◆ What is needed
As the lines appear below, please set them down exactly, starting at the first and finishing with the one containing "Examine the image above carefully. Where does the green leaf".

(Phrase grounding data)
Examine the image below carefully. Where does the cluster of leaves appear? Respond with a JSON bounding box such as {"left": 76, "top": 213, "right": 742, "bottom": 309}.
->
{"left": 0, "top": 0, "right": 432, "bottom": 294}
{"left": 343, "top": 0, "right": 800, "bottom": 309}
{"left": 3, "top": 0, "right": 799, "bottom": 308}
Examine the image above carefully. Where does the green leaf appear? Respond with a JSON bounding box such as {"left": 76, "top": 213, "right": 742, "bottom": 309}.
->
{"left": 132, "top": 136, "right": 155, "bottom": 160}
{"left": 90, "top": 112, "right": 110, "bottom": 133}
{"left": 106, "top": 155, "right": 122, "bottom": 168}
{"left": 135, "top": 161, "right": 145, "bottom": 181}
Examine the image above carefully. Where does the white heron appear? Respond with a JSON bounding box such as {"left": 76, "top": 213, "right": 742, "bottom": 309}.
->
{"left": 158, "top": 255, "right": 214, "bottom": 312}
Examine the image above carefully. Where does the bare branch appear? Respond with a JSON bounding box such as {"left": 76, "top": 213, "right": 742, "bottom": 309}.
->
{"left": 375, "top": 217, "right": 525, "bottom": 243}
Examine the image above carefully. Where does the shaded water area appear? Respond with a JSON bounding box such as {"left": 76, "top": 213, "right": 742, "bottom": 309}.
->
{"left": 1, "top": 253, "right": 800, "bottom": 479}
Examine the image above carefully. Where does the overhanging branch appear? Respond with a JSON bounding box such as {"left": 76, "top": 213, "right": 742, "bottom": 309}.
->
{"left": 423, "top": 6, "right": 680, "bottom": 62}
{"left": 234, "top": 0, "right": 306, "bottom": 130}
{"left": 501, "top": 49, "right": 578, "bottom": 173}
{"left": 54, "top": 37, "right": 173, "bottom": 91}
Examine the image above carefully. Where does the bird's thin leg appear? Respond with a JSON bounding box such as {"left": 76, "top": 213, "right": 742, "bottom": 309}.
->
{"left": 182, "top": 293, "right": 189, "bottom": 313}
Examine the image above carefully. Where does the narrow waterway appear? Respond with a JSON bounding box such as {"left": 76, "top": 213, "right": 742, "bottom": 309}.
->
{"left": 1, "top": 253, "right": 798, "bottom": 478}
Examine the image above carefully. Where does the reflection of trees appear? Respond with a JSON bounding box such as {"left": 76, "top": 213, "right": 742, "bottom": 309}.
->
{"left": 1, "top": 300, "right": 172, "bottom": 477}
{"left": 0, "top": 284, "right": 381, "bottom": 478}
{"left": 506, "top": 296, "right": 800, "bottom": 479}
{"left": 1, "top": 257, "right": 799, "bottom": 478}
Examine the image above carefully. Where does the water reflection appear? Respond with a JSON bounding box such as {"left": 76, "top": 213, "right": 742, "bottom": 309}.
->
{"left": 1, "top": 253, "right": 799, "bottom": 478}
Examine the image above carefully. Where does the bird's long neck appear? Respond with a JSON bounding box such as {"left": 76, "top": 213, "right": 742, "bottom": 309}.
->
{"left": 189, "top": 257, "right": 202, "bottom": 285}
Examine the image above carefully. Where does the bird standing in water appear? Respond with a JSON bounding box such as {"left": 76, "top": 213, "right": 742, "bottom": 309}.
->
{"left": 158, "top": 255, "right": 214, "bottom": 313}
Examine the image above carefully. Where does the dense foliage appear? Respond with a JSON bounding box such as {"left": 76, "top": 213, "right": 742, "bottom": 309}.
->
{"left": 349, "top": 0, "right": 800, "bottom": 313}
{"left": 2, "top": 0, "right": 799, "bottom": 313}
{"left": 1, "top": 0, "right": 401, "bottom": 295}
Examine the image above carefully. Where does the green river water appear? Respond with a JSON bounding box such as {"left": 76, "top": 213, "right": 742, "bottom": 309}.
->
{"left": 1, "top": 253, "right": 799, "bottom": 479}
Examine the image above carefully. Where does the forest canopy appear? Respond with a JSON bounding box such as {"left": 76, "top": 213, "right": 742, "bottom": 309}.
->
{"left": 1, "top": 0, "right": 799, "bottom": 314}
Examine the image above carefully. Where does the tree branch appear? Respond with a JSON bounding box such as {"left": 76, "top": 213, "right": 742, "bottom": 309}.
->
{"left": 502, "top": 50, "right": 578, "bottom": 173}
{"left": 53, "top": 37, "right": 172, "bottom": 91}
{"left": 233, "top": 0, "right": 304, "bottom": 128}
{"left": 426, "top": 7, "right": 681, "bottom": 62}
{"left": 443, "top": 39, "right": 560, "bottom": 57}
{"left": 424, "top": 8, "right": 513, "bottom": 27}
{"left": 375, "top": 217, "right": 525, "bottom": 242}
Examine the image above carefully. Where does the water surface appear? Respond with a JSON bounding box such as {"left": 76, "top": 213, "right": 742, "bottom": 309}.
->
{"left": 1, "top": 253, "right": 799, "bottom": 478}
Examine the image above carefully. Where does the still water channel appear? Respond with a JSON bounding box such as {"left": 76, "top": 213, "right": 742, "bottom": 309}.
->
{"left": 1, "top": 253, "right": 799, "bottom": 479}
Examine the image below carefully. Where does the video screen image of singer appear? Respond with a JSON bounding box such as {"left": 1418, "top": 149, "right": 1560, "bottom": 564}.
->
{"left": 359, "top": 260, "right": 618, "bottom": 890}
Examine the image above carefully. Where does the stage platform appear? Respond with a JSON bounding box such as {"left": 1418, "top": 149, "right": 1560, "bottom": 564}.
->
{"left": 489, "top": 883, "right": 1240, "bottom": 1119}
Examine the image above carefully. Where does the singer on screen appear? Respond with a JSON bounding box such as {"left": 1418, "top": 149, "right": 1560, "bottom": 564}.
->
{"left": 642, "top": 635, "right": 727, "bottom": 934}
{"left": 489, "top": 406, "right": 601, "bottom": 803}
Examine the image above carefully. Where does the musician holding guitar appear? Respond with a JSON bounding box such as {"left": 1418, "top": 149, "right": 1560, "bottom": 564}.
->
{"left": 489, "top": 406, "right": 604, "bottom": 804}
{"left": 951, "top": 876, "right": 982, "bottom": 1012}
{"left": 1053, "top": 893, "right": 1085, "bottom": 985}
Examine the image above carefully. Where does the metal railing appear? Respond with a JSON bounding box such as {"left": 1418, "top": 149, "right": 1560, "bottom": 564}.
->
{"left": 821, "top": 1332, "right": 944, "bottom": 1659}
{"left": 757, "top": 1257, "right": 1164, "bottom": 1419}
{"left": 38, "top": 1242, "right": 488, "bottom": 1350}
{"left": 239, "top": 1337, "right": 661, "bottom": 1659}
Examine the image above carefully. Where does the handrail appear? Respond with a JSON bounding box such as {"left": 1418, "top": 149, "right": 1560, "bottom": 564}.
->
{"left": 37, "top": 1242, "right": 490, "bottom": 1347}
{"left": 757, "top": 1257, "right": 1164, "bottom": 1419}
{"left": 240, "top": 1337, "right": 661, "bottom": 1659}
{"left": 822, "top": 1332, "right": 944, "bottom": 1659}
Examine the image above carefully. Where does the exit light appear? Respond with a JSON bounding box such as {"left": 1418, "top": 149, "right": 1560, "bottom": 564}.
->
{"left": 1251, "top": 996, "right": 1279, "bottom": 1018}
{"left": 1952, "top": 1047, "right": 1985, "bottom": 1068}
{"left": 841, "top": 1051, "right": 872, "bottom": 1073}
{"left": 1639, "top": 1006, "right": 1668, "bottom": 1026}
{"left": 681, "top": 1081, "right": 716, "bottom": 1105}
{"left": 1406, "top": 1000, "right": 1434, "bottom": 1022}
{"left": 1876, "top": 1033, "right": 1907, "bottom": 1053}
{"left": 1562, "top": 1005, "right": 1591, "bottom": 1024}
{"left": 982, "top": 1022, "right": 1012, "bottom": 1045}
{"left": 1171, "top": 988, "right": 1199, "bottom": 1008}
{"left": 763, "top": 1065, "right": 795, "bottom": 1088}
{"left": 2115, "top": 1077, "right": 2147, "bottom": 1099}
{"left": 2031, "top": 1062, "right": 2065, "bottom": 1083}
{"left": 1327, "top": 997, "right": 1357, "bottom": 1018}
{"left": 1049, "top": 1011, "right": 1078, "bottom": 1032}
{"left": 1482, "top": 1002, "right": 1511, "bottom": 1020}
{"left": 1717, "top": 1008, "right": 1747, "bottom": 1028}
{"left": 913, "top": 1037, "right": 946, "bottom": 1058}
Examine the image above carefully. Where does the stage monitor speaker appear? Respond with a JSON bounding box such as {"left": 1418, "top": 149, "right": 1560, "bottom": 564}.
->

◆ Response for this exercise
Examine the image below carefully. Where does the cluster of leaves appear? Respond with a JSON bounding box such as {"left": 76, "top": 213, "right": 742, "bottom": 309}.
->
{"left": 0, "top": 0, "right": 432, "bottom": 294}
{"left": 343, "top": 0, "right": 800, "bottom": 309}
{"left": 3, "top": 0, "right": 799, "bottom": 308}
Examine the image above carefully. Where does the green leaf appear? Respond with a JSON bounding box such as {"left": 76, "top": 213, "right": 742, "bottom": 309}.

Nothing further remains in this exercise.